<<<<

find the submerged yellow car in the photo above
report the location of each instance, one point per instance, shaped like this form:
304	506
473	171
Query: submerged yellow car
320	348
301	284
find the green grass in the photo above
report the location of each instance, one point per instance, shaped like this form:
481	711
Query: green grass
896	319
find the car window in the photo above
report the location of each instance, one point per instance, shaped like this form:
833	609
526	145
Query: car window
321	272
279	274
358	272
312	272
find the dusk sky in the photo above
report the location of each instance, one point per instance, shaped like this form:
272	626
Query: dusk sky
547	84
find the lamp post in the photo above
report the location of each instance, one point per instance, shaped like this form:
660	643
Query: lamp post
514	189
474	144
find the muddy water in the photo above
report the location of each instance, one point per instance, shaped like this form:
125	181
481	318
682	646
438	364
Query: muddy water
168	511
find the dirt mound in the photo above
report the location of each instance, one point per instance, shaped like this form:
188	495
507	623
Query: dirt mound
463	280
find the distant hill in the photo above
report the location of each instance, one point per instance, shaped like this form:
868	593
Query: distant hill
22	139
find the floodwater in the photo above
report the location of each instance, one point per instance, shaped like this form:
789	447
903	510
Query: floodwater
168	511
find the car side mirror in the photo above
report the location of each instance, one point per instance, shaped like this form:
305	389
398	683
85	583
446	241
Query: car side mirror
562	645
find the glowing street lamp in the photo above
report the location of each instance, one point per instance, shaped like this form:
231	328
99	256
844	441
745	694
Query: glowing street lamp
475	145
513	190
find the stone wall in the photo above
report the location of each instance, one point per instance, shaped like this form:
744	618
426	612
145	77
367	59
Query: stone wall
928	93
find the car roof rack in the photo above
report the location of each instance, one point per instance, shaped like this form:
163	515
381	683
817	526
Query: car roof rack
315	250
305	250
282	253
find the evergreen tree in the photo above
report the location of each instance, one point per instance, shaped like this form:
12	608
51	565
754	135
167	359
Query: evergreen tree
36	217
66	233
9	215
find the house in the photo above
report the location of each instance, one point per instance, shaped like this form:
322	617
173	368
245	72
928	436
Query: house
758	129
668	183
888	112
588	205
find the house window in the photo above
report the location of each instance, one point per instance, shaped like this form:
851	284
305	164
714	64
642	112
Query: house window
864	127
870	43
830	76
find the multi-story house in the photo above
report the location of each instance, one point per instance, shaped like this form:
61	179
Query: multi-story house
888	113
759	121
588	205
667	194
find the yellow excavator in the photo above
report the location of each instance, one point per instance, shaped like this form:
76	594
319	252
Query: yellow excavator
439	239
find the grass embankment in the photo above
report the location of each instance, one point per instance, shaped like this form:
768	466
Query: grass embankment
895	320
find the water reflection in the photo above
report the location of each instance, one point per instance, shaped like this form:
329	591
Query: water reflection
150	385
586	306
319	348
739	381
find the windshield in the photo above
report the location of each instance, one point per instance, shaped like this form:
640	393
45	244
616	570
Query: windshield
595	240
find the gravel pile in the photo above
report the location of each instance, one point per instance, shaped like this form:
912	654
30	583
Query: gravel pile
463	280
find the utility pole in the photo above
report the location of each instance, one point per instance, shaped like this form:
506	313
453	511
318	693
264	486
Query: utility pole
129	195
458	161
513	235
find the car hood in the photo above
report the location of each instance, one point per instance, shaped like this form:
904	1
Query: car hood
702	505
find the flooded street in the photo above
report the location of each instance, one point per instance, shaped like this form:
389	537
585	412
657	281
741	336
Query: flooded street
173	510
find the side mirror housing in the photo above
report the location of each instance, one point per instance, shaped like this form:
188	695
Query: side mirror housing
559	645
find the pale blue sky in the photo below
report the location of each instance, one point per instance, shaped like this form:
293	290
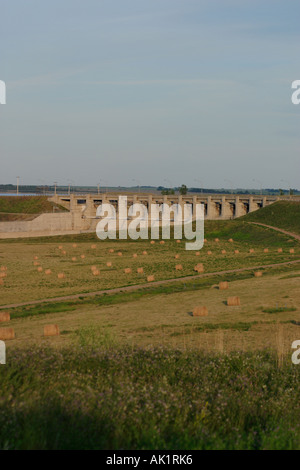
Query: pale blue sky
150	92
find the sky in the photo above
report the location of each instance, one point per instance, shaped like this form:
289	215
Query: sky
150	92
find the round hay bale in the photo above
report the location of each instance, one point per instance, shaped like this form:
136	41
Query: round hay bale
7	334
199	268
233	301
4	316
51	330
223	285
258	274
201	311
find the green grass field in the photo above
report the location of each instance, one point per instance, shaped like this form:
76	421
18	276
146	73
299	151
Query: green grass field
135	369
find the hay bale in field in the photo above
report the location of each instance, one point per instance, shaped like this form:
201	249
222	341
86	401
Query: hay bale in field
233	301
258	274
199	268
51	330
4	316
201	311
223	285
7	334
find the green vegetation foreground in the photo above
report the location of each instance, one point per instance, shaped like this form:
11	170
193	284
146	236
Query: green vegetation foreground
96	397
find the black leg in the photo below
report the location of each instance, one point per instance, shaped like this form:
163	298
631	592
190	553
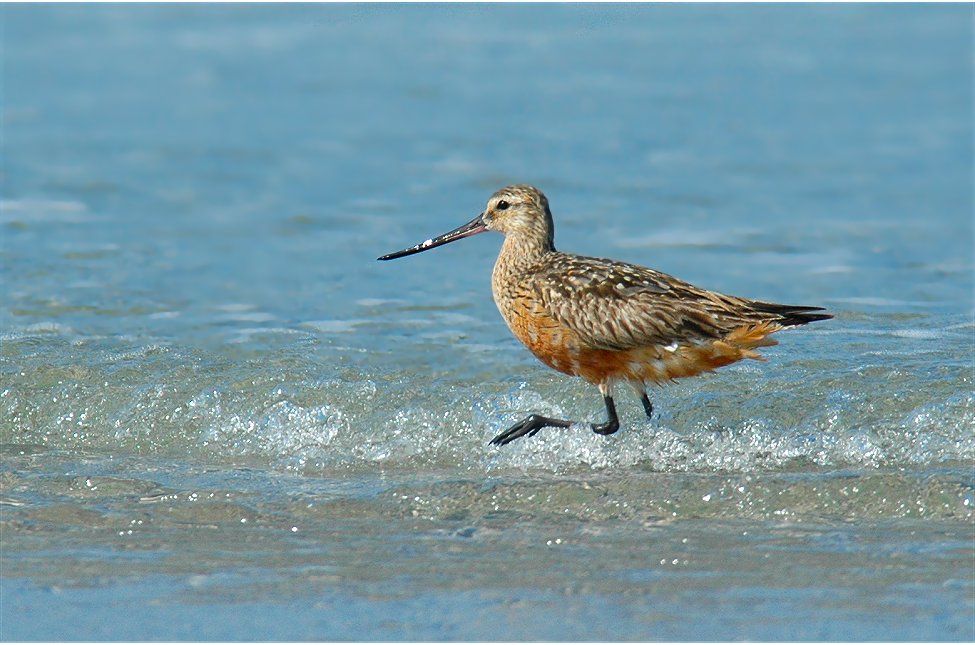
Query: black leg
613	424
528	426
647	406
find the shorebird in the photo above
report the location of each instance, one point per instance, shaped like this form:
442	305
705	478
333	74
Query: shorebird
607	321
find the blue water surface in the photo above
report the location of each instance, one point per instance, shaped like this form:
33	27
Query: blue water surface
221	418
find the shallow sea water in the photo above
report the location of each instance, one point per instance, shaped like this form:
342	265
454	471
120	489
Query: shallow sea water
221	418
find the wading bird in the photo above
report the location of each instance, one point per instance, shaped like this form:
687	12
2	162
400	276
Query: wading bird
608	321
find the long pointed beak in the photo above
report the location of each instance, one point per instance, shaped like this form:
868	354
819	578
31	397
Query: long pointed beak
472	227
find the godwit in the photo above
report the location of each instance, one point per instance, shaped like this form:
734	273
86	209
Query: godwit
608	321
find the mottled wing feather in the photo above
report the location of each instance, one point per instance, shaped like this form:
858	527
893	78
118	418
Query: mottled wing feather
613	305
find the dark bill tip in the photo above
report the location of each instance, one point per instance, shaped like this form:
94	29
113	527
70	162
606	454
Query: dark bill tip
472	227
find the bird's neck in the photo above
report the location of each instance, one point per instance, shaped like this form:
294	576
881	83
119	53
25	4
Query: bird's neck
519	254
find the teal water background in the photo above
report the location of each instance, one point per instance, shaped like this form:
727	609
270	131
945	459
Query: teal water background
221	418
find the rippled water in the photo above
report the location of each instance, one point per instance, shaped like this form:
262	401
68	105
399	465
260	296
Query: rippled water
214	400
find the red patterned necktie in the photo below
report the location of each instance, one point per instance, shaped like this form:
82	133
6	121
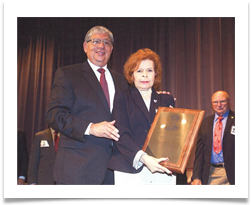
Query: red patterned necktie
56	141
217	147
104	84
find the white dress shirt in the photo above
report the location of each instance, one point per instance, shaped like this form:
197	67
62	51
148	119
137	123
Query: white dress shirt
110	83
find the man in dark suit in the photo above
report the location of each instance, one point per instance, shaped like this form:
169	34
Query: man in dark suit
215	162
22	162
42	157
81	111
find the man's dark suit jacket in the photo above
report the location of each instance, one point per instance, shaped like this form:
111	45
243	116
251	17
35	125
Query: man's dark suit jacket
133	121
76	100
42	159
203	152
23	159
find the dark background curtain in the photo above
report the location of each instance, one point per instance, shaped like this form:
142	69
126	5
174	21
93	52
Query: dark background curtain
197	55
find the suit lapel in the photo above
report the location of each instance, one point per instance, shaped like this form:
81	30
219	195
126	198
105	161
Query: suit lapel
155	103
230	120
92	79
210	130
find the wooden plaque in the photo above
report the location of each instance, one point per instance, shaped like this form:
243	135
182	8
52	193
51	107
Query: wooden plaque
173	134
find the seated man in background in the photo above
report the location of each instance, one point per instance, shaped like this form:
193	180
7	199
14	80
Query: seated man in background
214	162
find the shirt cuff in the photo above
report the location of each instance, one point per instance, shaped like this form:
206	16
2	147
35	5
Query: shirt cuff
88	129
136	162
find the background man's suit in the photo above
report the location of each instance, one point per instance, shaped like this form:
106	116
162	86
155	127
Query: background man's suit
202	161
76	100
42	159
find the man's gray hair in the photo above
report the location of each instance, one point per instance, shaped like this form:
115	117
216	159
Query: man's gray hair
99	29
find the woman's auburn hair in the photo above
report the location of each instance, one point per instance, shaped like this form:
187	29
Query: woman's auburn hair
134	61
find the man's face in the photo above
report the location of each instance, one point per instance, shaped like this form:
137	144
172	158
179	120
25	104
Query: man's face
98	54
220	102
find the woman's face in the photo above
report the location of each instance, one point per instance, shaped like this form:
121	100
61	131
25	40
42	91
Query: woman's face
144	76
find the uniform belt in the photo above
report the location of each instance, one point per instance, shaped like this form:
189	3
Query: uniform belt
218	165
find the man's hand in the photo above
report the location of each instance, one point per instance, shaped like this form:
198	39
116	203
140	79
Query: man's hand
105	129
153	164
196	182
165	92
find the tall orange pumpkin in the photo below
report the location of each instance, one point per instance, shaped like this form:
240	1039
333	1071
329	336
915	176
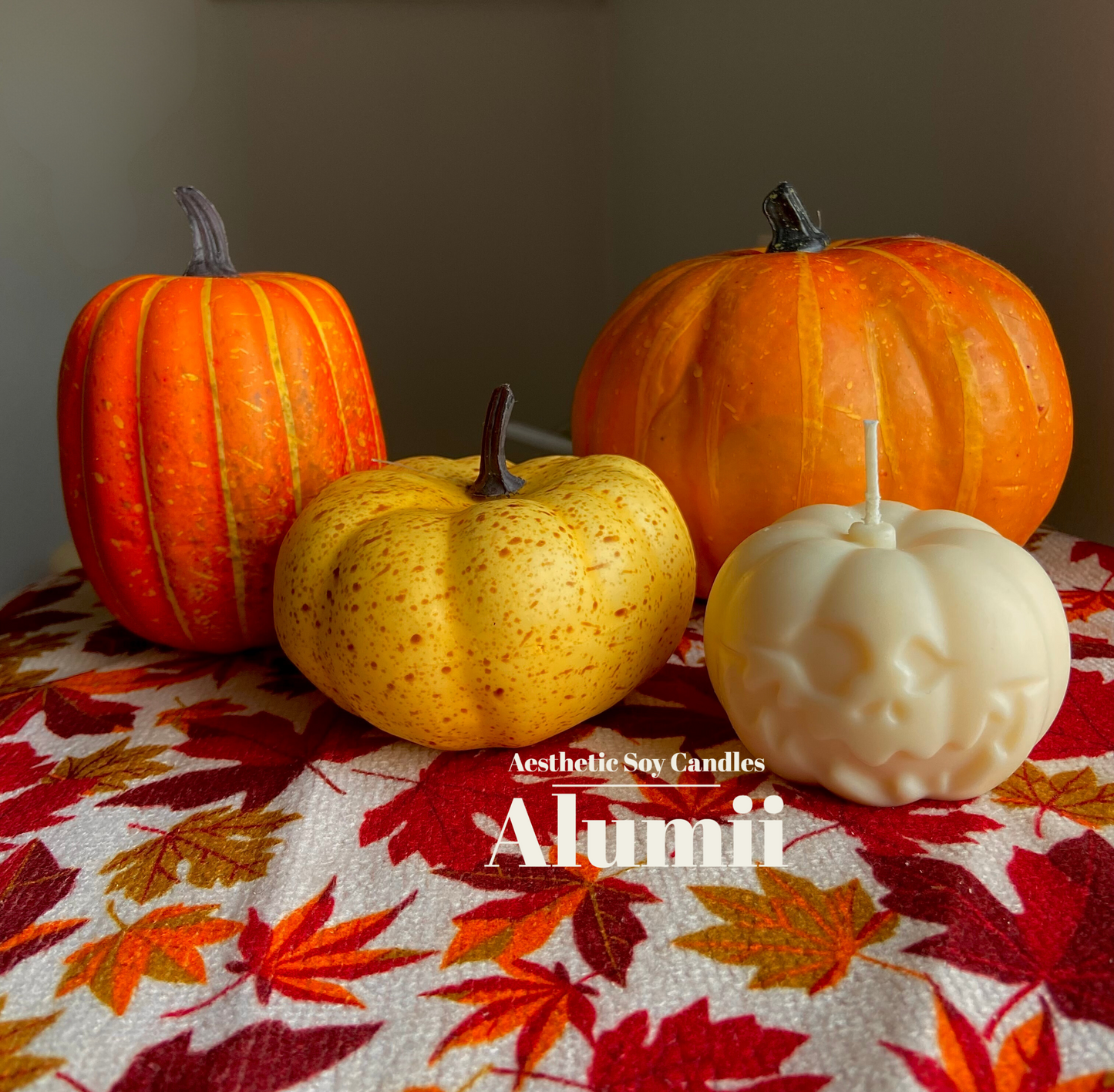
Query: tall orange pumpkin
197	416
742	378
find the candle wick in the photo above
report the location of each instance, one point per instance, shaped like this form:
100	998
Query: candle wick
873	496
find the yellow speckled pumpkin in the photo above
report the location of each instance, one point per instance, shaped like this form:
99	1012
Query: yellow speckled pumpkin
460	609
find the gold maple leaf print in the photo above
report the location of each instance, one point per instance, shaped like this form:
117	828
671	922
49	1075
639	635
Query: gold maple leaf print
113	767
1074	794
223	846
163	944
15	1067
795	934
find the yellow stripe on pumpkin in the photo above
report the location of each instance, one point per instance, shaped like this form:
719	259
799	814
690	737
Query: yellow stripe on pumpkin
144	311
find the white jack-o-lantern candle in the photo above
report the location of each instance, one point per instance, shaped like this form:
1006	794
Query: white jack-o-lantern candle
887	653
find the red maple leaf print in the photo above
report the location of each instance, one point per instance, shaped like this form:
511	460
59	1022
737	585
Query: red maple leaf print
1079	603
30	883
113	639
435	817
1091	648
38	806
537	1002
262	1057
901	829
25	615
691	1051
1084	728
267	753
712	799
70	704
1063	939
605	927
20	765
680	703
1104	555
301	953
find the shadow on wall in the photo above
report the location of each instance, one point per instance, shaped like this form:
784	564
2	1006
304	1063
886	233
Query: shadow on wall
443	165
485	180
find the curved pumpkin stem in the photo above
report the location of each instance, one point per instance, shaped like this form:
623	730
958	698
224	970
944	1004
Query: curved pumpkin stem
793	228
493	479
210	243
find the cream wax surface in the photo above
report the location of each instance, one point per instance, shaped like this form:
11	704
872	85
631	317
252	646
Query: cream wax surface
916	655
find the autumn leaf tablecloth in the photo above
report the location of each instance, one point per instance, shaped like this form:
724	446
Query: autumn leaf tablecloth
212	879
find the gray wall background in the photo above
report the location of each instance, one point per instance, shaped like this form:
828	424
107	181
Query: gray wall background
485	180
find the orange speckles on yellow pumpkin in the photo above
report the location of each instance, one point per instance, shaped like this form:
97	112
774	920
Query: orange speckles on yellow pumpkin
508	617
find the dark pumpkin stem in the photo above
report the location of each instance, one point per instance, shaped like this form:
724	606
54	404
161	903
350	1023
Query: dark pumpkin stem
793	228
493	479
210	243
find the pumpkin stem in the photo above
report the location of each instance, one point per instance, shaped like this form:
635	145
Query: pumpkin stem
493	479
793	228
210	243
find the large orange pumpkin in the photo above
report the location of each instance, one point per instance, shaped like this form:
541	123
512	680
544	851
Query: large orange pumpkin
742	380
197	416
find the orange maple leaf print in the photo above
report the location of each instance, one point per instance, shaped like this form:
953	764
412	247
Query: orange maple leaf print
604	926
300	954
1028	1057
796	934
162	946
1079	603
533	1000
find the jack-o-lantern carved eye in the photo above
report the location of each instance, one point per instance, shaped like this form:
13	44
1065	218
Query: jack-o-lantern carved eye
831	657
923	665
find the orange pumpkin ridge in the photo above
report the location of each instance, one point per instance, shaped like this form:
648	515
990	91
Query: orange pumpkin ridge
742	378
197	415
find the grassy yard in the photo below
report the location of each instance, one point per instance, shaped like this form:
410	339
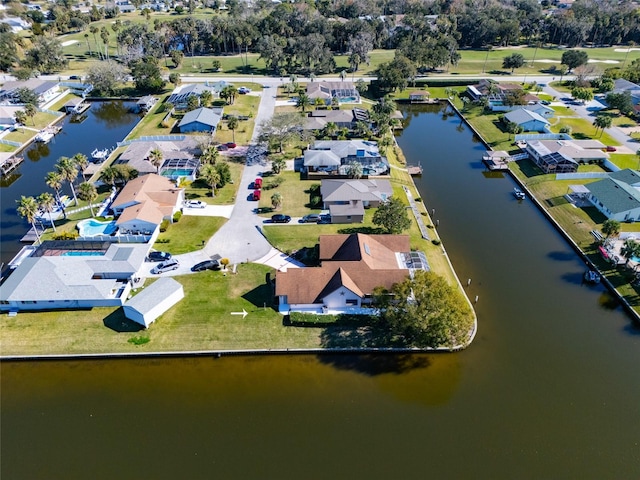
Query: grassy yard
188	234
201	321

>>>>

SHORT PROBLEM:
Output each line of the listing above, word for word, from the one holding "find the jack-o-lantern" through the last line, both included; omit the pictures.

TASK ANSWER:
find the jack-o-lantern carved eye in the photo above
report the location of each instance, one point per instance, shaped like this form:
13	44
1065	218
Query: jack-o-lantern carved eye
831	657
923	665
find the orange pumpkin ridge in the photo above
report the location of each instance, one point per instance, shaped like this form:
648	515
990	91
Query: orange pumpkin ridge
742	378
197	415
find the grassy yard in the photo below
report the location of each instance, one point per instance, shaped like this form:
410	339
Query: grassy yard
188	234
201	321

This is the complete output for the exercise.